> [DATA ROWS]:
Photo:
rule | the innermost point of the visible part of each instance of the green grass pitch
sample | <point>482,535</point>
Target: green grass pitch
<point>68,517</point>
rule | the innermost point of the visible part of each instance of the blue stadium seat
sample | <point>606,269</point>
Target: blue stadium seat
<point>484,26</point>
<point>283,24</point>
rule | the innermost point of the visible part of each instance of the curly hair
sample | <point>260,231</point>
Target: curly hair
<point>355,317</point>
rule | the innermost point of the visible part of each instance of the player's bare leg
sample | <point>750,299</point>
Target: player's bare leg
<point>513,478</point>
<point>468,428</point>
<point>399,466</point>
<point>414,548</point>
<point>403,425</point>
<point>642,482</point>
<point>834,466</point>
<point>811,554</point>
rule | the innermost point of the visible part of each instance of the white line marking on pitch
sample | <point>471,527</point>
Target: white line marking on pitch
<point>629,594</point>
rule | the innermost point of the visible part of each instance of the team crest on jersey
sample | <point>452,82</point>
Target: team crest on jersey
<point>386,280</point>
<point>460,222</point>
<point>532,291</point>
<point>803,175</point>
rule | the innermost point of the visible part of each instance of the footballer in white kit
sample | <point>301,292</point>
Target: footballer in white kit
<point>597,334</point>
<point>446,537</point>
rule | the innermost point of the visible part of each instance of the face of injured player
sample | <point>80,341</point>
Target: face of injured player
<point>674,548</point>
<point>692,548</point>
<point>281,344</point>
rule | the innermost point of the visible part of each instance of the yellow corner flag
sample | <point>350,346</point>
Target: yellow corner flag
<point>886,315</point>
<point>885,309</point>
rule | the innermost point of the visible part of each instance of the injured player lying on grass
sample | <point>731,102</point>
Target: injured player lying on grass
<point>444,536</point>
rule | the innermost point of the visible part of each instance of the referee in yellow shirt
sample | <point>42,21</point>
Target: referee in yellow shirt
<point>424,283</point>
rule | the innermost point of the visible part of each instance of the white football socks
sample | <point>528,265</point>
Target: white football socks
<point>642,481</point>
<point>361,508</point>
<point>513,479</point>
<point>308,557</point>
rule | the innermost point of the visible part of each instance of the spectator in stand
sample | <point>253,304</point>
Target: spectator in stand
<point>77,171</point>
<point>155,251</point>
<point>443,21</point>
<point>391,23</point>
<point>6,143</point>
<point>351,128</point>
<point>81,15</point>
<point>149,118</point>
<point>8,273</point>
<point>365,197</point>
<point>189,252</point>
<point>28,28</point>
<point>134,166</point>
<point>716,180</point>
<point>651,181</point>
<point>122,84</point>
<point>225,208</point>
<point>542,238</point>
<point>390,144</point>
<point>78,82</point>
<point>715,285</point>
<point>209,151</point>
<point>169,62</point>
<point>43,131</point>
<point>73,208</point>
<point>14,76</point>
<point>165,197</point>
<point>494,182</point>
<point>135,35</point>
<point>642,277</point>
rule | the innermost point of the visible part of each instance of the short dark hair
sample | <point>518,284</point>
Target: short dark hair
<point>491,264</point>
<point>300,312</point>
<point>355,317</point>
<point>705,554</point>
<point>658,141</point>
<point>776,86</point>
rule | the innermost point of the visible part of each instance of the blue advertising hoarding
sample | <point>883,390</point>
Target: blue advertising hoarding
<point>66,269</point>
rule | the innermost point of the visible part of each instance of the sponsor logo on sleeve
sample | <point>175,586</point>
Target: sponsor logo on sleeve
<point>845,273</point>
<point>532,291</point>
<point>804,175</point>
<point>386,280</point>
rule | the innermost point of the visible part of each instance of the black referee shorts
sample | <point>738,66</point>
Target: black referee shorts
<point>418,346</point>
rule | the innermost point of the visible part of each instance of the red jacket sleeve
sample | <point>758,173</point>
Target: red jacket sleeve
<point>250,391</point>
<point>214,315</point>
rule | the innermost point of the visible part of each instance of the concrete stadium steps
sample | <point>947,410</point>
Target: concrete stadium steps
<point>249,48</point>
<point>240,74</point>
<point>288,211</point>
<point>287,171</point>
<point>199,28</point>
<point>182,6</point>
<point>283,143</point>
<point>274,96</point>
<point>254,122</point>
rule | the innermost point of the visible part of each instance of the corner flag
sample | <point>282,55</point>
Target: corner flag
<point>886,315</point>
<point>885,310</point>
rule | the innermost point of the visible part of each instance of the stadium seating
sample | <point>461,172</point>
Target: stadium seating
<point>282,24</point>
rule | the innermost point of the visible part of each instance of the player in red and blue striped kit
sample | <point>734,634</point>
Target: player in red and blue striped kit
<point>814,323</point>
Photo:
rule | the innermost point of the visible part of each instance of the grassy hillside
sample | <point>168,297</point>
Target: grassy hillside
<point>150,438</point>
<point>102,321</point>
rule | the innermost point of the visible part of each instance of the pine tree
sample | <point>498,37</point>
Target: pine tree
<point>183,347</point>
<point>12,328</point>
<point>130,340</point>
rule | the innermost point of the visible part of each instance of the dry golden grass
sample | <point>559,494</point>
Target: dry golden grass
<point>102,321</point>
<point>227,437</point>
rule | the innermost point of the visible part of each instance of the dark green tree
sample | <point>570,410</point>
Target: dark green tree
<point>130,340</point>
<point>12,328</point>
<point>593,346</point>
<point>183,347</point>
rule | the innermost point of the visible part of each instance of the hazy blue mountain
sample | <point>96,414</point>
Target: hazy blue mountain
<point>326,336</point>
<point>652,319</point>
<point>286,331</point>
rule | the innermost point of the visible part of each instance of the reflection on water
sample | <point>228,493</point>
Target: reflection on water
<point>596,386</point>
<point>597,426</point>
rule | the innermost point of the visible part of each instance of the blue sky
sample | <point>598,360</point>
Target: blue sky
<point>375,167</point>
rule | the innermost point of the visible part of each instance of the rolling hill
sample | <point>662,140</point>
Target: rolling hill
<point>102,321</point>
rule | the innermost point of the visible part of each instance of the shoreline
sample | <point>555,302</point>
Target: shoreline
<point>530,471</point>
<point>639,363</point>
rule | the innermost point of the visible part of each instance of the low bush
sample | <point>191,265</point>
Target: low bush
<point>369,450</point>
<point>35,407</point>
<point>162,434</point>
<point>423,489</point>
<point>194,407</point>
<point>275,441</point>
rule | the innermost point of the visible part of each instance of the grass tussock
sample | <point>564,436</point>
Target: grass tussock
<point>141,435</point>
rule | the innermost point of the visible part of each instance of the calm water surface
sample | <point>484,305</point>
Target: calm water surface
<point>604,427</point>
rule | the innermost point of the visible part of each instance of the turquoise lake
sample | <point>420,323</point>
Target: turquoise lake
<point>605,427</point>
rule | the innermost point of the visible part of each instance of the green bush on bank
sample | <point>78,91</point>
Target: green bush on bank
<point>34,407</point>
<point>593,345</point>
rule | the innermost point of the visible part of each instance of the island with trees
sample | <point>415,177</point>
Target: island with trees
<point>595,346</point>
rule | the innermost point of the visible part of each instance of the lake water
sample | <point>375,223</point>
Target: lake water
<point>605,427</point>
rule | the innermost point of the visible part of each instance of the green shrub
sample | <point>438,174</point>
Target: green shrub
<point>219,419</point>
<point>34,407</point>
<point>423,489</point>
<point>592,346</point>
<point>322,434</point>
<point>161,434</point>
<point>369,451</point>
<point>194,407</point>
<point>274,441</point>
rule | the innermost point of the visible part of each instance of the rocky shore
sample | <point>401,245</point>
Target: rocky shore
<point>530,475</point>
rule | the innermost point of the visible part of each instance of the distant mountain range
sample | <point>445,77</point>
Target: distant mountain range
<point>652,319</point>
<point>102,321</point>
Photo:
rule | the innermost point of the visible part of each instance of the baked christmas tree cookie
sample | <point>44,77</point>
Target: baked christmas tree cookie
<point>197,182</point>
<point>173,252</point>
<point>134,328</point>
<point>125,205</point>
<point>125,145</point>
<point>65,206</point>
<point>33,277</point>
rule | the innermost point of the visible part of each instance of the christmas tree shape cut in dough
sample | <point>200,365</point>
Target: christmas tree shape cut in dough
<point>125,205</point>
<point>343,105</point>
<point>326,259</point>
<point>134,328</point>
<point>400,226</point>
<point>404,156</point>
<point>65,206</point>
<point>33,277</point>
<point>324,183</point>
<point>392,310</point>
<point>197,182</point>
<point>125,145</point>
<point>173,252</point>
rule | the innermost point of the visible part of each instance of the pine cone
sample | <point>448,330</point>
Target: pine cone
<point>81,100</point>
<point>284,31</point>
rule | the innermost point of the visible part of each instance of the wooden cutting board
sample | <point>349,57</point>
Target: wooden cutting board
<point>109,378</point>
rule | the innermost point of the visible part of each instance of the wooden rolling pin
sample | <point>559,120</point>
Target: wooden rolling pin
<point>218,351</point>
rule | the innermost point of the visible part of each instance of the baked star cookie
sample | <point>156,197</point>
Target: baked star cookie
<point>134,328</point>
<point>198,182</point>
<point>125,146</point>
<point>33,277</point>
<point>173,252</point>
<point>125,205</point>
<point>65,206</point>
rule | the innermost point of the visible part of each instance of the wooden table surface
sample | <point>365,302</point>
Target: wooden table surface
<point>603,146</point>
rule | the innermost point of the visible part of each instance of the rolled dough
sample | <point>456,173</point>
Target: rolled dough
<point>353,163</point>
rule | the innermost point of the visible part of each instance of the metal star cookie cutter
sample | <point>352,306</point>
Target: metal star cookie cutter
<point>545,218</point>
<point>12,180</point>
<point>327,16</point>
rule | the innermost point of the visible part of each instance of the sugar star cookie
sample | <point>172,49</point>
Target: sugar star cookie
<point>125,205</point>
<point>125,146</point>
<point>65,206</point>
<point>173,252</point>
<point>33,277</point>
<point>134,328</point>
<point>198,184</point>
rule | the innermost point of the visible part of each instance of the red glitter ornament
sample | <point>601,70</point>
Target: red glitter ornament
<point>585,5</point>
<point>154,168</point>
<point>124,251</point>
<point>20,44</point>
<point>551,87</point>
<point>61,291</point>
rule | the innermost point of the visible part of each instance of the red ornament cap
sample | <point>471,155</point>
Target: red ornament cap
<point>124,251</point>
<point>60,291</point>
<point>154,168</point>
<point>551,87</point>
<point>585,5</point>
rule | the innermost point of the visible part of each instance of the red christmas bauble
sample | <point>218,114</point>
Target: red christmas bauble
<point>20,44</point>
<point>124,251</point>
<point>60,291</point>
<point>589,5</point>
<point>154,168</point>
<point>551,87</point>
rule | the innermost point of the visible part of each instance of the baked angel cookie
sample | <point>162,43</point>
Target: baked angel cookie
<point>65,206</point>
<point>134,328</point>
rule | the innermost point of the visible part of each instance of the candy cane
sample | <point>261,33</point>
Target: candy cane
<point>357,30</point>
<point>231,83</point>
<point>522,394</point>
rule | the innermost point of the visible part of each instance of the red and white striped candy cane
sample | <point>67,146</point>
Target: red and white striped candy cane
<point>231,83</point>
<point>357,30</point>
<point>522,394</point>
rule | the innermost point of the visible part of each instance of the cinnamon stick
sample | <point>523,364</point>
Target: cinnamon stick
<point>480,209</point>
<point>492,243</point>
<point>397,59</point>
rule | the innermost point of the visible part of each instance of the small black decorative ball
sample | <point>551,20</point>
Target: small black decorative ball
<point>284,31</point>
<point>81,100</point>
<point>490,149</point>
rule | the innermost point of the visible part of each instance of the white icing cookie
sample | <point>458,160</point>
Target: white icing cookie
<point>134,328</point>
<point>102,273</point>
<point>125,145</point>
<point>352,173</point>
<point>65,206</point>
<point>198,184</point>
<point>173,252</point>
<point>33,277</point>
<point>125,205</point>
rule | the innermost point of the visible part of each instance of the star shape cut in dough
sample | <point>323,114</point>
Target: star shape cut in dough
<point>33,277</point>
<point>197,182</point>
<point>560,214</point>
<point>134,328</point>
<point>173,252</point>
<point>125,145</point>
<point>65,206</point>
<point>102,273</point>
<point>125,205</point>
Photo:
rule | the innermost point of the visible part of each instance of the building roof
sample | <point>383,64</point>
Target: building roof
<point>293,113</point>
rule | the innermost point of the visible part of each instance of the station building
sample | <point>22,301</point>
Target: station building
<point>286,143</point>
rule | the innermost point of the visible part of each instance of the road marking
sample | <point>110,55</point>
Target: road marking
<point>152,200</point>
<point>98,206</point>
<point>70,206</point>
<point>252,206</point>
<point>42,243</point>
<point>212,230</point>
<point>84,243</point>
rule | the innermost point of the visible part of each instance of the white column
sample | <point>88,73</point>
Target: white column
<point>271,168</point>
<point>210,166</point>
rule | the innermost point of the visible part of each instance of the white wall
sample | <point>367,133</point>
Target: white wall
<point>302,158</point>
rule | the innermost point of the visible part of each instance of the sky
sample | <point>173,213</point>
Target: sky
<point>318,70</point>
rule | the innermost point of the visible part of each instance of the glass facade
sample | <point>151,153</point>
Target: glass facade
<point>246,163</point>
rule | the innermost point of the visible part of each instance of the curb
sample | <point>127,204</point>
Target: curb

> [TO BE DONE]:
Render each line of the records as an item in a numbered list, starting with the line that contains "of the curb" and going on through the last line of the records. Leave out any blank lines.

> [CORRECT ANSWER]:
1. rule | the innermost point of the visible part of each instance of the curb
2. sample | <point>127,204</point>
3. Target: curb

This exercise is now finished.